• _THE INPUT_
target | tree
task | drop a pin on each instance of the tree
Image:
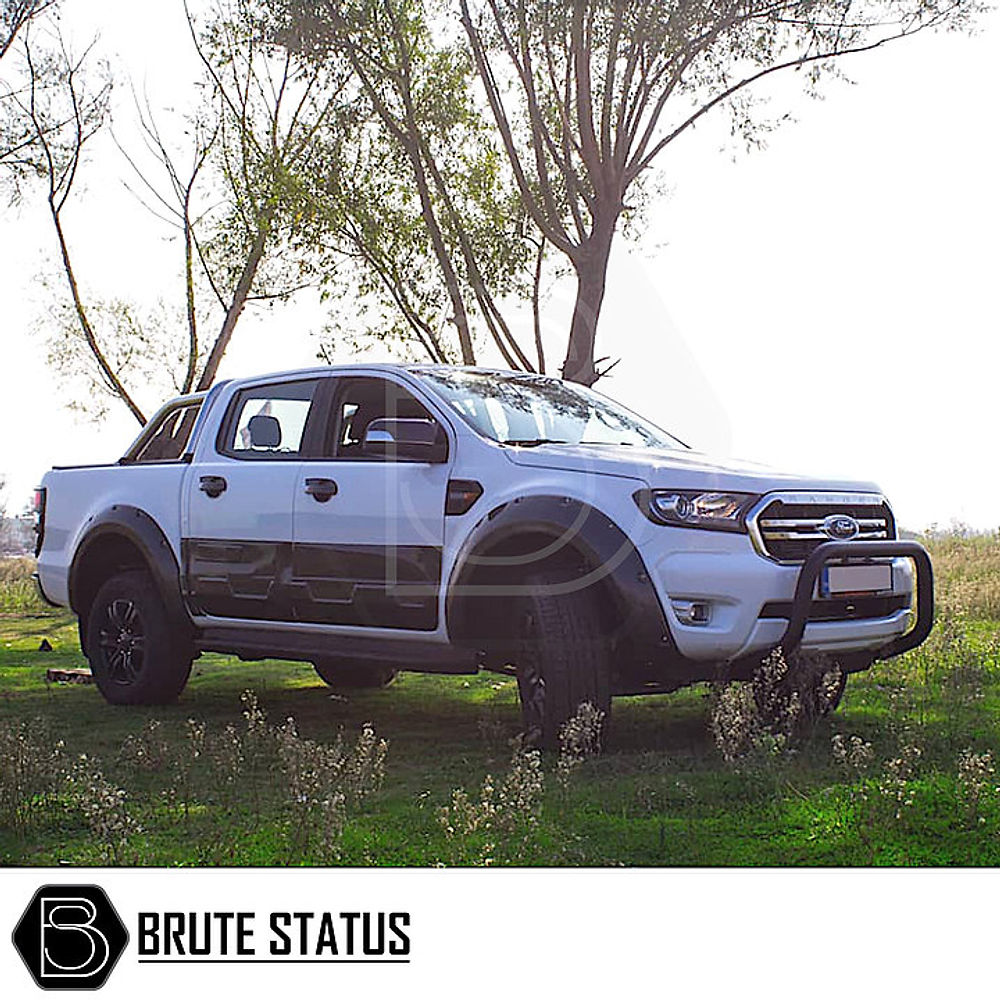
(16, 137)
(233, 203)
(587, 94)
(418, 189)
(270, 105)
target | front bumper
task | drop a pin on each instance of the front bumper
(757, 605)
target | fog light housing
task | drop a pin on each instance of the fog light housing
(692, 612)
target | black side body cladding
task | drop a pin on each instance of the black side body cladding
(526, 534)
(106, 532)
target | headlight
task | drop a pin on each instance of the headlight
(694, 509)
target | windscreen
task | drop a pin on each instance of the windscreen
(532, 409)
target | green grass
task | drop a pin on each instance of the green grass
(660, 795)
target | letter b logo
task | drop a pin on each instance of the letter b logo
(70, 937)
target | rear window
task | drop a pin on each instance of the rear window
(166, 438)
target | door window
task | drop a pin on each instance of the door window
(269, 421)
(358, 403)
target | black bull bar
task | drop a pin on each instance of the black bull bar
(862, 552)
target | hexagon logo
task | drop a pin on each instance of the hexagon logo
(70, 937)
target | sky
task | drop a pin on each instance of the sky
(826, 305)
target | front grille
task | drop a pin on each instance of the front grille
(789, 529)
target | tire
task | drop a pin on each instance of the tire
(341, 672)
(135, 655)
(562, 659)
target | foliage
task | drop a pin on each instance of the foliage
(588, 94)
(414, 199)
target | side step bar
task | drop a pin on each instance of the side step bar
(258, 644)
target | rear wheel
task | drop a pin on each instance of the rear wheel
(561, 656)
(135, 656)
(341, 672)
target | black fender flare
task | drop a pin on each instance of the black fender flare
(141, 530)
(608, 556)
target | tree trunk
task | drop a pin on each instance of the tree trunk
(591, 267)
(239, 300)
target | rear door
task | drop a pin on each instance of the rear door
(240, 495)
(368, 531)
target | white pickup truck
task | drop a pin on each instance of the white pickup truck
(371, 518)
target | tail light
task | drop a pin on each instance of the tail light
(39, 511)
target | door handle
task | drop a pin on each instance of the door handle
(214, 486)
(321, 489)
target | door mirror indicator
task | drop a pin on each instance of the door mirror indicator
(405, 438)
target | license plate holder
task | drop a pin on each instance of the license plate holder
(855, 579)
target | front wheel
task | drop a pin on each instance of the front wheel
(562, 659)
(135, 656)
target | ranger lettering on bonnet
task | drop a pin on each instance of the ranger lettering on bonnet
(379, 517)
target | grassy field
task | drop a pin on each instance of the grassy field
(424, 773)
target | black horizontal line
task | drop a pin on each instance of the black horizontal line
(273, 961)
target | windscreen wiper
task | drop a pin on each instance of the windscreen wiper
(532, 442)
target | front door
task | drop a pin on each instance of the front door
(237, 539)
(368, 530)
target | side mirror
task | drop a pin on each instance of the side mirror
(413, 439)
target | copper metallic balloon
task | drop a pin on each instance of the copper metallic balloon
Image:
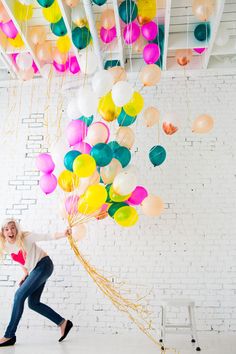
(203, 9)
(150, 75)
(183, 56)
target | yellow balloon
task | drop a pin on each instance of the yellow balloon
(107, 108)
(64, 44)
(22, 12)
(126, 216)
(53, 13)
(84, 165)
(135, 105)
(68, 181)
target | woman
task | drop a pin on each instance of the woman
(37, 267)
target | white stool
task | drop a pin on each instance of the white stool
(191, 325)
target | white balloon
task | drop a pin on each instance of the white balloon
(124, 183)
(121, 92)
(102, 82)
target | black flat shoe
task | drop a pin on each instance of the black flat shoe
(68, 327)
(9, 342)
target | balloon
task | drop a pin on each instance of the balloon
(126, 216)
(108, 19)
(76, 131)
(203, 9)
(131, 33)
(37, 34)
(128, 11)
(157, 155)
(107, 35)
(203, 124)
(118, 73)
(68, 181)
(138, 195)
(81, 37)
(151, 53)
(123, 155)
(84, 165)
(102, 82)
(102, 154)
(149, 30)
(109, 172)
(125, 137)
(9, 29)
(107, 108)
(69, 159)
(44, 163)
(121, 93)
(98, 133)
(53, 13)
(202, 32)
(59, 28)
(48, 183)
(135, 105)
(124, 119)
(183, 56)
(151, 116)
(150, 75)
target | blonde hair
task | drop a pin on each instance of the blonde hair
(19, 235)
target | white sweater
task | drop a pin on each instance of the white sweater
(32, 253)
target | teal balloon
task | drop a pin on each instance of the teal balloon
(114, 207)
(202, 32)
(128, 11)
(124, 119)
(81, 37)
(157, 155)
(102, 154)
(123, 155)
(69, 159)
(59, 28)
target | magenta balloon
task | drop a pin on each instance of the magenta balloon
(76, 131)
(48, 183)
(107, 35)
(151, 53)
(83, 147)
(74, 65)
(131, 33)
(138, 195)
(45, 163)
(149, 30)
(9, 29)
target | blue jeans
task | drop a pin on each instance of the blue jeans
(32, 289)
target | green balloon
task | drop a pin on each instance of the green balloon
(157, 155)
(128, 11)
(102, 154)
(59, 28)
(81, 37)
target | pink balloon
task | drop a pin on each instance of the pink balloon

• _YOUR GOAL_
Rewrite the lines from the one with "target | green balloon" through the final line, requests included. Multiply each point coordinate by 0.7 and round it to a whole number, with halves going up.

• _ANSWER TO THE EXERCISE_
target | green balloon
task | drop a pin on each instance of the green balloon
(110, 109)
(90, 8)
(71, 108)
(41, 20)
(57, 26)
target | pink balloon
task | drop a pin on each instance of the pink balloon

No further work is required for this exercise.